Labeled area outline entries:
--- START ---

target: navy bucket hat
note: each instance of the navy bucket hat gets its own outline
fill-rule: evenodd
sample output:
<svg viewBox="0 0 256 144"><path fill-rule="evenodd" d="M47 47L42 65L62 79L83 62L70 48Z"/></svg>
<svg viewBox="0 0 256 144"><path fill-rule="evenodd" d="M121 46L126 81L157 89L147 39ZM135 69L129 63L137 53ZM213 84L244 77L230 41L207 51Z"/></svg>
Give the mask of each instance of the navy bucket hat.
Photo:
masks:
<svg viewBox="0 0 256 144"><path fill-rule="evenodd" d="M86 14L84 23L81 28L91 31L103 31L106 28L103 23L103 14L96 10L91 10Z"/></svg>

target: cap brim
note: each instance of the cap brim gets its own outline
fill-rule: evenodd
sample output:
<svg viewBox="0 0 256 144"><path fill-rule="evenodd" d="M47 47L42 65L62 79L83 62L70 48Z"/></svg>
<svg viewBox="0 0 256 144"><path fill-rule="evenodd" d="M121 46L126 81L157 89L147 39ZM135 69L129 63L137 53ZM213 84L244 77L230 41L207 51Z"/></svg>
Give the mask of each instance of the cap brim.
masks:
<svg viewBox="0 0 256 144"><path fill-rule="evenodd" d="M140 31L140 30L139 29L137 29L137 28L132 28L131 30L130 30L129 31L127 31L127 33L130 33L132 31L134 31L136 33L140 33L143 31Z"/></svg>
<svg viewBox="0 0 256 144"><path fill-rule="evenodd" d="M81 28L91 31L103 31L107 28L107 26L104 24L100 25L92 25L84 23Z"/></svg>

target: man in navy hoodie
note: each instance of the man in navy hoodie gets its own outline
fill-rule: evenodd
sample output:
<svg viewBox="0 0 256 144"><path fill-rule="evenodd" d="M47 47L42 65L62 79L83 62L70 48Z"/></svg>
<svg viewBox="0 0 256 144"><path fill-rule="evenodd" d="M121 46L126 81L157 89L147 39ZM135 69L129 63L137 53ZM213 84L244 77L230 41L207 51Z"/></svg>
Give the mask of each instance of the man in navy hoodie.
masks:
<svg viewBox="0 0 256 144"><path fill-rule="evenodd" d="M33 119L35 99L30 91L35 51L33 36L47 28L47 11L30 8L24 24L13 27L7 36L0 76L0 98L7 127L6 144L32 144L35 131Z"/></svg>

--- END ---

[What to do] Can you write out the data again with every "bucket hat" swapped for "beanie" and everything else left unchanged?

[Exercise solution]
target: navy beanie
note: each instance of the navy beanie gets its own outline
fill-rule: evenodd
sample output:
<svg viewBox="0 0 256 144"><path fill-rule="evenodd" d="M47 47L42 65L62 79L83 62L70 48Z"/></svg>
<svg viewBox="0 0 256 144"><path fill-rule="evenodd" d="M121 46L126 81L157 89L147 39ZM135 69L129 63L137 53ZM213 84L244 77L230 41L207 51Z"/></svg>
Give the mask of each instance of the navy beanie.
Photo:
masks:
<svg viewBox="0 0 256 144"><path fill-rule="evenodd" d="M86 14L84 23L81 28L91 31L103 31L106 28L103 23L103 14L96 10L91 10Z"/></svg>

target: cap brim
note: each instance of the cap brim gets its own outline
fill-rule: evenodd
sample output:
<svg viewBox="0 0 256 144"><path fill-rule="evenodd" d="M47 47L42 65L62 79L83 62L70 48Z"/></svg>
<svg viewBox="0 0 256 144"><path fill-rule="evenodd" d="M121 46L126 81L157 89L147 39ZM135 69L129 63L137 53ZM213 84L244 77L230 41L207 51Z"/></svg>
Give the mask of each instance of the cap brim.
masks:
<svg viewBox="0 0 256 144"><path fill-rule="evenodd" d="M140 31L140 30L139 29L137 29L137 28L132 28L131 30L130 30L129 31L127 31L127 33L130 33L132 31L134 31L136 33L140 33L143 31Z"/></svg>
<svg viewBox="0 0 256 144"><path fill-rule="evenodd" d="M81 28L91 31L103 31L107 28L107 26L104 24L100 25L92 25L84 23Z"/></svg>

target: man in navy hoodie
note: each instance of the man in navy hoodie gets its own outline
fill-rule: evenodd
sample output:
<svg viewBox="0 0 256 144"><path fill-rule="evenodd" d="M47 47L42 65L62 79L83 62L70 48Z"/></svg>
<svg viewBox="0 0 256 144"><path fill-rule="evenodd" d="M121 46L126 81L157 89L147 39ZM135 69L129 63L137 53ZM213 84L244 77L230 41L207 51Z"/></svg>
Give the mask of each instance of the man in navy hoodie.
masks:
<svg viewBox="0 0 256 144"><path fill-rule="evenodd" d="M33 119L35 99L30 91L35 51L33 36L47 28L47 11L30 8L24 24L13 27L7 36L0 76L0 98L7 127L6 144L32 144L35 131Z"/></svg>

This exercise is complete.